PASSAGE SHOWN.
Is there anything an artist hates more than having to bring a cv up to date ? Or a bibliography? Especially when that artist has worked as long as I have and there is so much detailed, almost forgotten information to track down. But SKIRA, the Italian art publishers, are producing a monograph of my work later this year, and I have been a slave to my laptop for months.
Which I hope explains why this blog is so horribly late.
So it was some time ago … in fact, the end of July … when I headed over to the Stevenson for a performance by Buhlebezwe Siwani entitled Zem’inkomo Nongqawuse. Some years ago, Siwani received the calling to become a sangoma, underwent the training, and is now also pursuing her masters degree at Michaelis. Nongqawuse was the Xhosa prophetess whose prophecies led the Xhosa people to kill their cattle in 1856-57. Buhle’s performance on the ramp of the Stevenson interpreting that history combines these very different strands of her life.

WHAT IS BEING ASKED. Copy the blog post word for word, starting at "Which I hope" and ending at "of her life.".

DATA SECTION.
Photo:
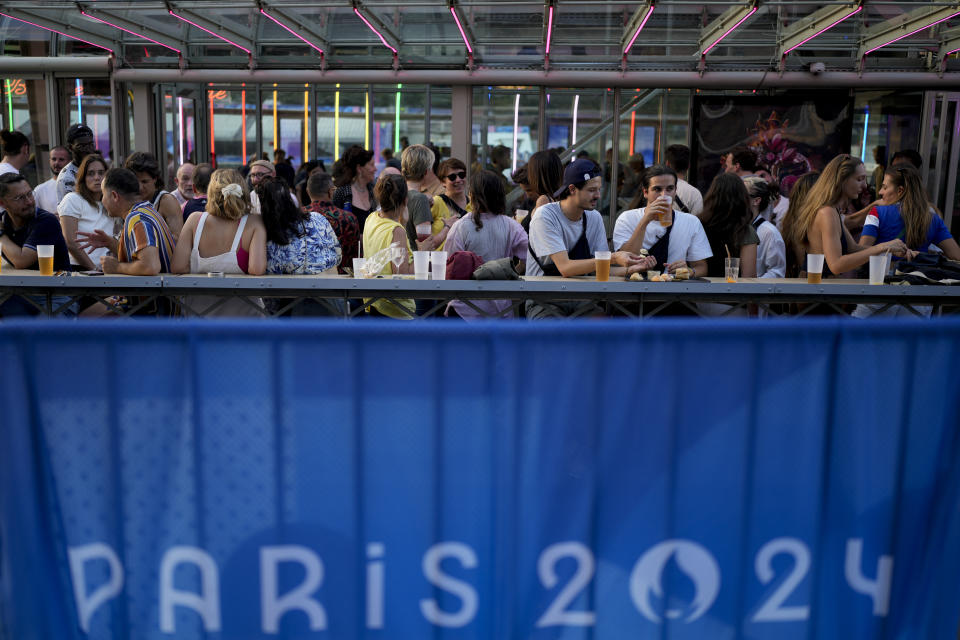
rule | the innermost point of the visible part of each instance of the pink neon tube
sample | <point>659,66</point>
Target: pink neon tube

SOLUTION TO THE EXERCISE.
Which I hope explains why this blog is so horribly late.
So it was some time ago … in fact, the end of July … when I headed over to the Stevenson for a performance by Buhlebezwe Siwani entitled Zem’inkomo Nongqawuse. Some years ago, Siwani received the calling to become a sangoma, underwent the training, and is now also pursuing her masters degree at Michaelis. Nongqawuse was the Xhosa prophetess whose prophecies led the Xhosa people to kill their cattle in 1856-57. Buhle’s performance on the ramp of the Stevenson interpreting that history combines these very different strands of her life.